- _Instructions for the task_
Reproduce the entire listing below verbatim, line for line.
begin Extracted material
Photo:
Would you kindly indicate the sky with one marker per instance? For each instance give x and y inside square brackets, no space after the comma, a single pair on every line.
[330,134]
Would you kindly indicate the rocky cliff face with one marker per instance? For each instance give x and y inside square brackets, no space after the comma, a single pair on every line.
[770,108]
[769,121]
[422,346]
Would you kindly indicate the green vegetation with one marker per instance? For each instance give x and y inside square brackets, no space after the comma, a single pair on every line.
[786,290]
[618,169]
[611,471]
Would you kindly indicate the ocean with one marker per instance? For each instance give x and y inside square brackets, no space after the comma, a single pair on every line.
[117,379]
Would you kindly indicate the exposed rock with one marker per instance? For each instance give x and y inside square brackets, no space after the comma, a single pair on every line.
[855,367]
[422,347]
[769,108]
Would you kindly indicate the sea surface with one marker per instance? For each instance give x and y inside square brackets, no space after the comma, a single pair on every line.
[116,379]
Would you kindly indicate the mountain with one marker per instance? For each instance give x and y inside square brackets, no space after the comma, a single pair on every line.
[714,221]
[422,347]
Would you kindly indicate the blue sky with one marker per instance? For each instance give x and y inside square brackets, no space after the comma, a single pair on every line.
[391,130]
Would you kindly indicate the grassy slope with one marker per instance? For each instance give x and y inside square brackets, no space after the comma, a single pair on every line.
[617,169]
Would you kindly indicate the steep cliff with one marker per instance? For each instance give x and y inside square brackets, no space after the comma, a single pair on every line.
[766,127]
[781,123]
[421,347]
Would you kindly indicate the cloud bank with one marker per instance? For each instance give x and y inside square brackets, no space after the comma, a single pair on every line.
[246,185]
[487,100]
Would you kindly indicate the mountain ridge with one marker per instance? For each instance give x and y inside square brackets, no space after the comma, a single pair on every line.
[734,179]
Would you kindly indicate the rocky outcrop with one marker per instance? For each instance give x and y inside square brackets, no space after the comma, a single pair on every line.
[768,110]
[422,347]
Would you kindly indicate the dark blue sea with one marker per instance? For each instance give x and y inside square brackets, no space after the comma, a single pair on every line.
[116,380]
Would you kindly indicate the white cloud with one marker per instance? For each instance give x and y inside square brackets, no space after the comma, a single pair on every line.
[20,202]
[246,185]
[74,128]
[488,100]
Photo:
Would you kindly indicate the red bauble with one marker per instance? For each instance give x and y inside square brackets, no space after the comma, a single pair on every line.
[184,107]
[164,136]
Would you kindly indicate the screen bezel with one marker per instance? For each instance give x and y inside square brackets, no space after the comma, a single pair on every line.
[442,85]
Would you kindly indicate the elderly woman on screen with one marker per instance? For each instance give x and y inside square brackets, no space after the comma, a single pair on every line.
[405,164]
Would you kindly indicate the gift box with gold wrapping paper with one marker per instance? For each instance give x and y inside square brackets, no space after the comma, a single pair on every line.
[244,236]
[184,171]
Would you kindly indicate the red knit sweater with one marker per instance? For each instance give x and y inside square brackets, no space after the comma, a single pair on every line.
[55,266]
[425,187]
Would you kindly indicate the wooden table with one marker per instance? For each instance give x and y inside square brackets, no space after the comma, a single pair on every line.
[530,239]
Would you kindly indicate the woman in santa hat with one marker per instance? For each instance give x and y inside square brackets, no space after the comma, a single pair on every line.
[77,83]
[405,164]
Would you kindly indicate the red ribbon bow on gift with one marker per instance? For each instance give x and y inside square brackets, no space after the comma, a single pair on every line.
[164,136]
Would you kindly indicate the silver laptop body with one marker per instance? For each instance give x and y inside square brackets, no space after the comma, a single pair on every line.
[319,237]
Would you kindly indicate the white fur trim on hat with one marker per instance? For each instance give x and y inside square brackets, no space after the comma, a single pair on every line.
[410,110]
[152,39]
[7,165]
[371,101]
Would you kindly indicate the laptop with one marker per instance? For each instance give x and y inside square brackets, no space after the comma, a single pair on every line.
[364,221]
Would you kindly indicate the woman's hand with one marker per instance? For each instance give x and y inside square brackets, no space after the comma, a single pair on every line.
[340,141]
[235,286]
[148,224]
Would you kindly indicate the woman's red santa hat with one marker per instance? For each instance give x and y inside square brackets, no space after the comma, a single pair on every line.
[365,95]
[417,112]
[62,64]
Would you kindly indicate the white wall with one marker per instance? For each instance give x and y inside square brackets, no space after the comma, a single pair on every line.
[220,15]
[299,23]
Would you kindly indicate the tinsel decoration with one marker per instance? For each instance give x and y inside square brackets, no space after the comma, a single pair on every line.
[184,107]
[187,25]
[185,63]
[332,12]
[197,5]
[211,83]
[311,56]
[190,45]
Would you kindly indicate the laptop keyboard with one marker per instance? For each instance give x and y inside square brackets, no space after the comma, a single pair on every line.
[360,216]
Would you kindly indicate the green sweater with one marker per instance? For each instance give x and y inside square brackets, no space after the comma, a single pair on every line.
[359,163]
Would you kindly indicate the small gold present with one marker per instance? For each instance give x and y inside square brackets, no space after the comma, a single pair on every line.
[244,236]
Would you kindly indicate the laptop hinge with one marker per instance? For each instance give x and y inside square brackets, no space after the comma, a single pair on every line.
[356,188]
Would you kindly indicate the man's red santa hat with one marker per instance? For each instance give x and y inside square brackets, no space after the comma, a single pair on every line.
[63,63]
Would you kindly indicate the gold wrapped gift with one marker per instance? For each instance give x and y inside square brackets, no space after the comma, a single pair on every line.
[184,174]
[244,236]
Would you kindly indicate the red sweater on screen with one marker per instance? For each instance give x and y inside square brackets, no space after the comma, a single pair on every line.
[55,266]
end Extracted material
- _Result for this task_
Photo:
Would you kindly indicate the sky with one marker per instance? For each instance give x and y inside square brackets, no space after the comma, a single pair on every line.
[330,134]
Would you kindly indicate the rocky cliff face with one marker per instance? For each instance give x and y inside square brackets, no space after the comma, a single pair on every line.
[770,108]
[769,121]
[422,346]
Would you kindly indicate the green vegetation with one marker per instance? For each instance give x and y inside square brackets, no space after the comma, a single pair on every line.
[786,290]
[618,169]
[611,471]
Would you kindly indicate the ocean with one marker per instance? For each instance give x and y inside square brackets, no space after the comma, a single pair on every line.
[117,379]
Would you kindly indicate the exposed rock with one marker per instance? For each instance give x and y inside square brackets, no space after the comma, a single pair on every line.
[855,367]
[422,347]
[769,108]
Would you kindly indicate the sea surface with one marker per instance? For each instance give x and y inside square brackets, no space after the comma, a single pair on every line.
[116,379]
Would you kindly indicate the mountain with one marker per instance? For each instance give x and y inside square brackets, no space after the comma, a single pair on every line.
[714,221]
[422,347]
Would you kindly indicate the blue sky with one marker per instance? For each instance give x and y inside square brackets, no space after the comma, a single pair on every line.
[391,130]
Would you kindly indicate the grassy slope with one marker per instance? For each instance give x and y inside square brackets, no space after the comma, a single pair on every line.
[617,169]
Would you kindly indicate the steep cliff with one marker per instance? For each instance give x and y inside square brackets, no space after the comma, a single pair on every line.
[766,127]
[781,123]
[421,347]
Would you kindly indicate the cloud bank with one marker per instance? For each instance give x and y inside square brackets, no space after the comma, a single pair on every line.
[246,185]
[487,100]
Would you kindly indicate the mountain ridge with one marker per instance? For each instance give x and y inside square brackets, no space after the comma, a single pair on every line.
[734,179]
Would you kindly indicate the rocky outcrop with one marker per instance? For each instance give x and y inside square brackets, no space after the comma, a single pair on every line.
[768,110]
[422,347]
Would you kindly indicate the dark blue sea with one marker per instance? For each instance give x and y inside square brackets, no space after the comma, a single pair on every line.
[116,380]
Would you kindly indicate the white cloud with one marker per instance? For each instance give x and y inside square brackets, no space after the comma, a single pair on every line.
[20,202]
[246,185]
[74,128]
[488,100]
Photo:
Would you kindly indicate the red bauble with one marker per instance? For each instance give x and y inside square brackets, no space after the comma, a single pair on every line.
[184,107]
[164,136]
Would you kindly indicate the screen bezel with one marker per instance? For each instance give x and y inside square brackets, no space after the comma, a single pair on every line.
[442,85]
Would you kindly indicate the elderly woman on screen with one marker per instance? For each instance give x and y inside square brackets, no space after the comma, a single pair on every line.
[405,164]
Would you kindly indicate the gift box with gold wrapping paper with one marker per instance? For each instance give x and y inside square brackets, no space after the comma, a single pair on every line.
[244,236]
[184,171]
Would you kindly indicate the red knit sweater with one marker per instance? For each instance give x and y inside square brackets, no space after the comma, a single pair on every line.
[55,266]
[425,187]
Would you kindly indicate the wooden table with one marker per instance? For each instance give x and y inside square brackets, no space after the comma, a single pair on every line.
[530,239]
Would you kindly indicate the woman in santa hat with one marker per instance? For each instance give x and y inside square brackets, no space after the comma, a single pair on every line.
[77,83]
[405,164]
Would you kindly indicate the red ribbon bow on gift with one marker per instance? For each instance give x and y inside square brackets, no space after the comma, a single pair on every line.
[164,136]
Would you kindly indicate the silver laptop body with one marker per instance? For each instance give x and y inside square brackets, no space after the comma, a single pair on every line.
[319,237]
Would you kindly indicate the white fur trim on hat with one marker per instance? For each instance give x and y inside square brackets, no space after the comma, a single pair on every line.
[410,110]
[152,39]
[7,165]
[371,101]
Would you kindly indicate the laptop with one marker per instance? For each instance give x and y inside square brackets, no space after the comma, a single pair on every line.
[364,221]
Would you kindly indicate the woman's hand with one marker per instance? For each instance give x and y inside square brackets, no space after the comma, a single pair on every line.
[340,141]
[235,286]
[148,224]
Would you kindly indicate the woman's red santa hat with one marker per instance? For each instance give x and y inside square brackets, no space after the comma, a single pair on every line.
[365,95]
[417,112]
[62,64]
Would you kindly indicate the white wall with one marker per instance? For each instance give x and y inside square brackets, no space after the comma, a single pair on every line.
[220,15]
[299,23]
Would you kindly indicate the tinsel decoration with one marker per instance? For each instance give x and y inside square brackets, no space after the comma, a single pair on every line.
[184,107]
[187,25]
[185,63]
[332,12]
[197,5]
[211,83]
[311,56]
[190,45]
Would you kindly indicate the laptop keyboard with one marker per instance? For each instance give x and y inside square brackets, no space after the comma, a single pair on every line.
[360,216]
Would you kindly indicate the green sweater with one marker per instance? For each instance give x and y inside square brackets, no space after the comma, a single pair on every line.
[359,163]
Would you kindly indicate the small gold present with one marker per instance? For each instance give x and y inside square brackets, no space after the comma, a single pair on every line.
[244,236]
Would you kindly indicate the laptop hinge with one marker per instance? For each instance give x and y inside square brackets, no space after the comma, a single pair on every line.
[356,188]
Would you kindly indicate the man's red santa hat with one marker per instance? For each instance give x and y inside square brackets, no space after the comma, a single pair on every line.
[63,63]
Would you kindly indicate the gold wrapped gift with one marker per instance? For each instance give x and y inside square brackets, no space after the comma, a single pair on every line.
[184,174]
[244,236]
Would you kindly indicate the red sweater on screen with one marker per instance? For each instance give x and y inside square brackets, no space after the comma, a single pair on every line.
[55,266]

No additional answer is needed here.